WRITTEN INSTRUCTION:
Please reproduce every one of the following items word for word, keeping the same order and line breaks.

DATA FOR THIS TASK:
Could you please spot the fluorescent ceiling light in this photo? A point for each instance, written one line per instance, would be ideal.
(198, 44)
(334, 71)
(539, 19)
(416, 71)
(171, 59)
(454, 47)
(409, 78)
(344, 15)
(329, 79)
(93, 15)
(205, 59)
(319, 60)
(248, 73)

THE SOLUTION:
Could you please spot the fluorescent ceiling light in this photo? A point for each instance, written one line per instance, would be ideal.
(198, 44)
(334, 71)
(539, 19)
(416, 71)
(171, 59)
(454, 47)
(409, 78)
(344, 15)
(329, 79)
(93, 15)
(205, 59)
(319, 60)
(248, 73)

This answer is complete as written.